** BEGIN Passage given **

EFR Welcomes Safe Riders...
Equipe flamme rouge have been meeting at the Gunsite and riding as a team since 2004, with an excellent, and enviable, safety record. I can only recall two self-inflicted group incidents, both involving broken wheels, in the last ten years.
If you ride with us, it's your duty and responsibility to uphold this record. Riding in a group is infinitely more enjoyable, rewarding and challenging than riding alone. It brings with it certain obligations and responsibilities. None more so than if you are at or near the front.
If you choose to ride with us it's only fair that you understand the codes that we all ride under, how we look out for each other, and how we behave as individuals, and a group, when out on the public highway.
We're allowed to be there, we have as much right as anyone else to be there, but we also have to abide by the "highway code" and our own, self-imposed rules. Because we will always come off second best and trust me, crashing is well over-rated. Girls may dig scars, but the cost of getting them is well beyond any perceived rewards.
Please take five minutes or so to read and understand the information below. It'll make your ride, and those of your fellow rebels, more enjoyable, relaxed and safer all round.
Which is all any of us could really want out of a group ride...
How Do I ~ Ride In A Bunch?
The biggest issue most newcomers, and, to be fair, a lot of experienced riders have, is riding in a pack.
Everyone will tell you what not to do and what you're doing wrong, but few will tell you how to do it right. Hopefully we'll address as much as we can here, without getting verbose, evangelical or (too) judgemental.
On the front is good, if you can find a big motorbike to shelter from the crosswinds, even better!
me, front right ~ Marc Gomez Neutralized Section
Whether its with ten of your mates on a chain gang, a couple of hundred riders at a regional European sportive, the 6,000 of a Grand Sportive, or the ultimate 15,000 riders that take on the Tour of Flanders each year, riding in a pack can (but doesn't have to be) a nerve racking experience.

** END Passage given **

## Problems to solve
[a] Recast the rows between the lines holding "The next step requires clicking the yellow flower cluster." and "[540,15,573,400]", inclusive, as a two-column CSV with the columns text and answer. Give one CSV line for each row, putting its text and its answer each in a single quoted field with line breaks turned into spaces.
[b] Continue the cycling club's page on safe group riding from where it stops.
The group-riding text above and the rows that come next are unrelated.

** BEGIN Data in this exercise **

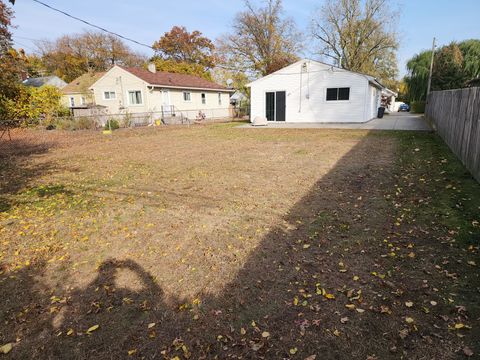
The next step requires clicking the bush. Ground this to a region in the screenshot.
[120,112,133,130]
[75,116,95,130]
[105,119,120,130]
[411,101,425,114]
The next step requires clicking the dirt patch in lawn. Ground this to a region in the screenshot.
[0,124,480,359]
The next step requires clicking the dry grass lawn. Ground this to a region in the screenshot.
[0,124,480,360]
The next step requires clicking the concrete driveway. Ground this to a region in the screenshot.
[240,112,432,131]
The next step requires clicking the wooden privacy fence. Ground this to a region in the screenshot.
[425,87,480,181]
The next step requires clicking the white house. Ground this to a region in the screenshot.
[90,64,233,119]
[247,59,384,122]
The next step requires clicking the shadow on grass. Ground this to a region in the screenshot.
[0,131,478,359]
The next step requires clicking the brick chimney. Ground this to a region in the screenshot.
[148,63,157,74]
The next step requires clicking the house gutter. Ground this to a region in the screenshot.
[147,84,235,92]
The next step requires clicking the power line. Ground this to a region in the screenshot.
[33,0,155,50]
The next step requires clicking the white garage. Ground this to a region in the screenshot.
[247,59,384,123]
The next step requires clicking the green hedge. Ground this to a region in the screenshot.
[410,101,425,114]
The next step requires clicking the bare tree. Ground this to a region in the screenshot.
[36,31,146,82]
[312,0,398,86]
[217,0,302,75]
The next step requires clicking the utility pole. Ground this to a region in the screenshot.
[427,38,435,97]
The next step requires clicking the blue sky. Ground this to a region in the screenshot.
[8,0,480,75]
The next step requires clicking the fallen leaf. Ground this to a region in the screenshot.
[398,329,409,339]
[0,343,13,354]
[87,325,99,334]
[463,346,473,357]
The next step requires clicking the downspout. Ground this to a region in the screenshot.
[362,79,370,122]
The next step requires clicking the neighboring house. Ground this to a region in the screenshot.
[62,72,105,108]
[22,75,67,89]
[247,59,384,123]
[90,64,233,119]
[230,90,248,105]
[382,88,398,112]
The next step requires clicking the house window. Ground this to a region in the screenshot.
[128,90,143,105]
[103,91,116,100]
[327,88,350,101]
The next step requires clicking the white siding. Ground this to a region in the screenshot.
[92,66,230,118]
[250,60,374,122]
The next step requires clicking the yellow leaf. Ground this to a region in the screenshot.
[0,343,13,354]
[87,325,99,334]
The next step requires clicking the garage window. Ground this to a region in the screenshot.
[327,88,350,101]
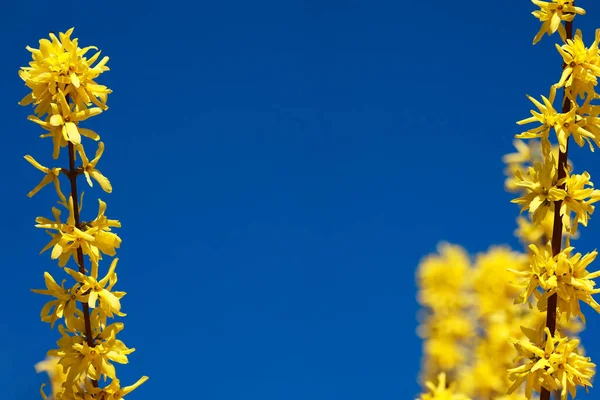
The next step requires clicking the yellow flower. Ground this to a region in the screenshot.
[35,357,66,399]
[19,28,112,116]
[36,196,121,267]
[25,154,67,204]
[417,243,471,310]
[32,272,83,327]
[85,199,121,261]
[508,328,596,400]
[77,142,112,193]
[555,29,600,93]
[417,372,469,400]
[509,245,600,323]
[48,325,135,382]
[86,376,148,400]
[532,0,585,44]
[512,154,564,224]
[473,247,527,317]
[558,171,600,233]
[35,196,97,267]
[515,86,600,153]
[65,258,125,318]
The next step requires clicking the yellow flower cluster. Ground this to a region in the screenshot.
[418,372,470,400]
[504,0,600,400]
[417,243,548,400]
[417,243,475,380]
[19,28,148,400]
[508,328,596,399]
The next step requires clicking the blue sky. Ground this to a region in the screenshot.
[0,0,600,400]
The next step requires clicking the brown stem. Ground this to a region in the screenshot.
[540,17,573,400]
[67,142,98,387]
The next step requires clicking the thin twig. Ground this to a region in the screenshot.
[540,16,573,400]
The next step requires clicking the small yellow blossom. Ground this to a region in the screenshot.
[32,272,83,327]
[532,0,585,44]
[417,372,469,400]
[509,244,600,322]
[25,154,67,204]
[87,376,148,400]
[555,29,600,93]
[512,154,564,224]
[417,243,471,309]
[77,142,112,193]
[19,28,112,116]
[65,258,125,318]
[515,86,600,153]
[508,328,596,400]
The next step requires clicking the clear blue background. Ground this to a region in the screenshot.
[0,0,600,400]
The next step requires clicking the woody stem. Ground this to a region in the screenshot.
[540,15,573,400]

** END Data in this exercise **
** BEGIN Data in this exercise **

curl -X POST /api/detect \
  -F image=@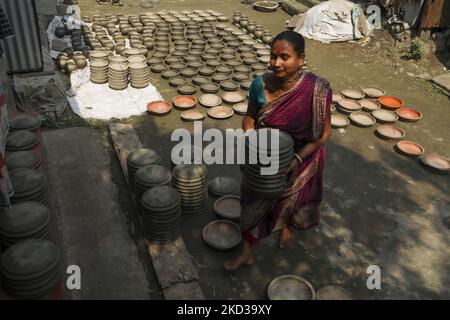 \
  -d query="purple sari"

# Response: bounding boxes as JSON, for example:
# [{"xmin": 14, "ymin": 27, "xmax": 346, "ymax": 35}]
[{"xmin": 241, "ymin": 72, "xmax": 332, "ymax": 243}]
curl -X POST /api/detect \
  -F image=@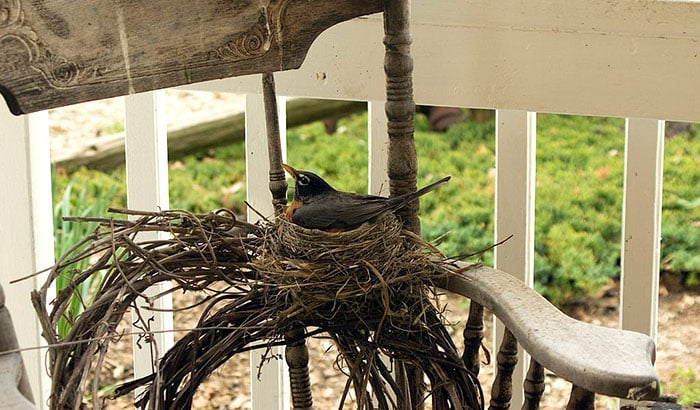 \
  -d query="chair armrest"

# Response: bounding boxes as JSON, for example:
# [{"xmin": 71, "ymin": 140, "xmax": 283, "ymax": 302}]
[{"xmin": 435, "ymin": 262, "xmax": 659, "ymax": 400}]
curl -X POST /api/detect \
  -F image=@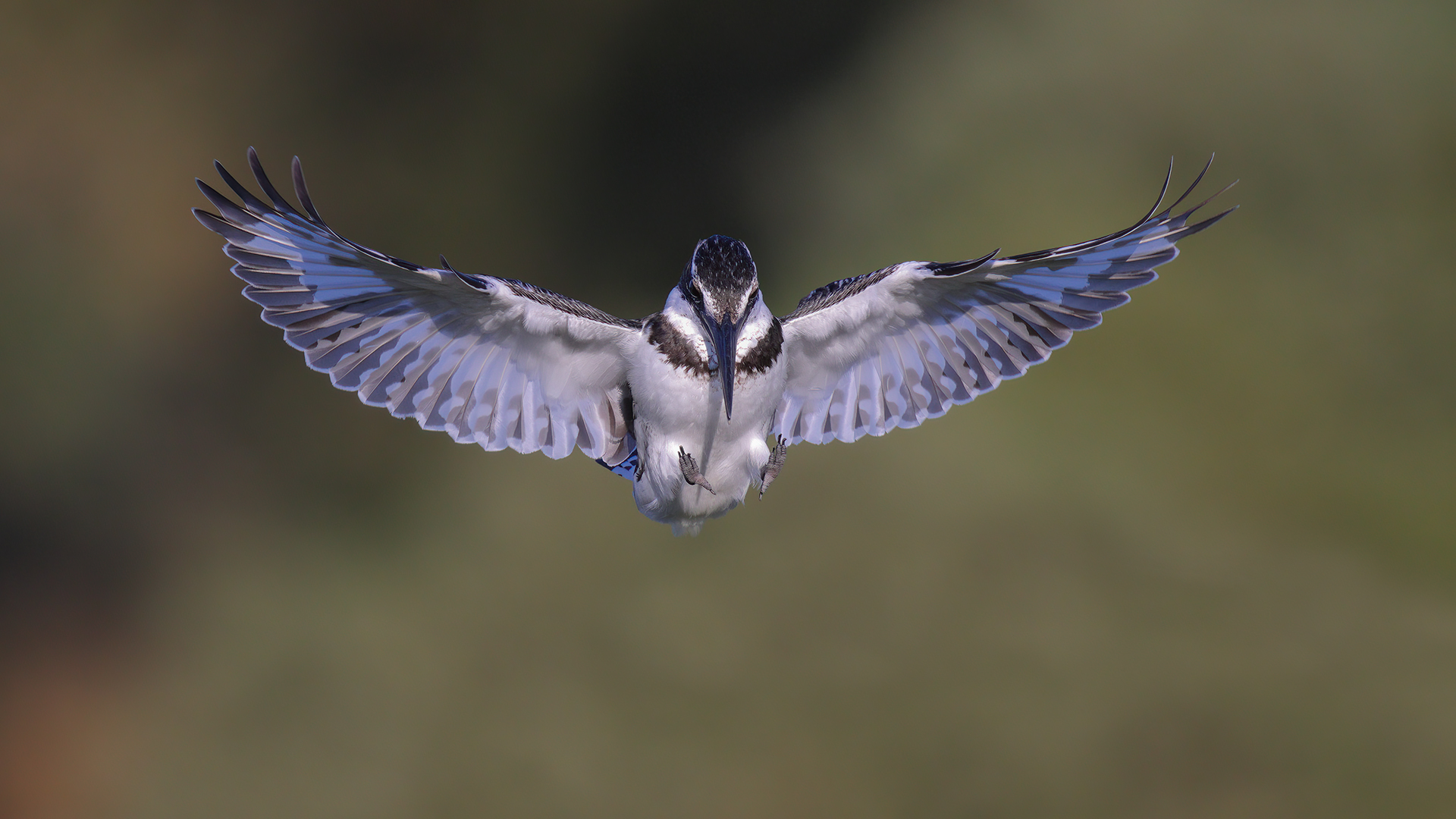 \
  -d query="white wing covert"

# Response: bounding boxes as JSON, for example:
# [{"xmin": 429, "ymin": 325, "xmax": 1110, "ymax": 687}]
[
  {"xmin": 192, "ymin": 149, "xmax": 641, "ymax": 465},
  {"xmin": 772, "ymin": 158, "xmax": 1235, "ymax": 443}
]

** END Data in this exercise **

## Answers for this exercise
[a]
text,answer
"The next step requires clicking the yellow flower cluster. Ground this to a region in the screenshot.","[418,372,470,400] [504,0,600,400] [417,243,548,400] [417,243,475,380] [19,28,148,400] [508,328,596,399]"
"The next step requires clicking the blue sky. Ground this to a region in the screenshot.","[0,0,600,400]"
"The next step requires clicking the brown stem. Ground this to a region in the screenshot.","[540,17,573,400] [67,142,98,387]"
"The next step requires clicking the thin twig. Ground this to a region in the screenshot.","[540,16,573,400]"
"The next step requires clicking the small yellow blossom. Ground this to a region in the screenshot.","[32,272,83,327] [532,0,585,44] [417,372,469,400] [509,244,600,322] [25,154,67,204] [87,376,148,400] [555,29,600,93] [512,154,564,224] [417,243,471,309] [77,142,112,193] [19,28,112,116] [65,258,125,318] [515,86,600,153] [508,328,596,400]"
"The next step requires clicking the clear blue background. Ground this to a region in the screenshot.","[0,0,600,400]"
"The next step requires clicking the woody stem. Ground this to a region in the screenshot.","[540,15,573,400]"

[b]
Here, I'll try to break down the fear, the terminology and the etiquette of why we do what we do, when we do it.
This factsheet should help take some of the mystery out of the black art of pack riding for those that are about to venture out in to the emotional cauldron that is ~ the local club run. So before we start, lets just make sure what ride we're doing, I'm referring to one of the following.
Club Run; a ride of like minded individuals usually from the same team, with the same objective and the same outcome. A "social ride" with an element of training.
Training Ride: a "performance ride"
with an element of socialising. Not everyone understands the
difference and many have turned up for a club run only to find
themselves on a training ride!
Make sure you now which ride you're on before you set off.
You'll notice that at no point in the above, is there
a mention of a race. Weekend winter rides (unless you're doing
Cross) are not races. So keep away from weak-minded
individuals that turn them in to one?
There should be no attacks, no half-wheeling, no going off the front. If you want a race, go and start a winter series somewhere. You're not impressing anyone if you turn up for a club run and race like an ar$e!
You see, can't help myself; got all judgemental there. Okay, to the subject in hand.
Rule number one; hold your line. Your safety and the safety of others is in your hands and yours alone. At all times pay attention to everything in front of you and be aware of everything around you. Spatial awareness is a key ingredient for a safe rider.
Ride in an arrow straight line, no sudden movements and know who or what is behind you at all times. That doesn't mean looking back. If there's one thing that upsets me more than anything, it's riders that are constantly looking behind them. If you want to see what's happening behind you, go to the back and look forward.
Leave the looking behind to the experienced cyclists that know how to do it, when to do it and why they're doing it. They always use another cyclist for balance assistance. If you don't know how to do that, you're not ready for it. So don't ever, ever, ever, ever, turn to look behind you when you're in a bunch.
Because you'll cut across someone's wheel and do this to them...
Dianne Williams, front wheel taken out at the Het Neiuwsblad
collar bone broken by someone else not paying attention.
She's smiling because the drugs have yet to wear off!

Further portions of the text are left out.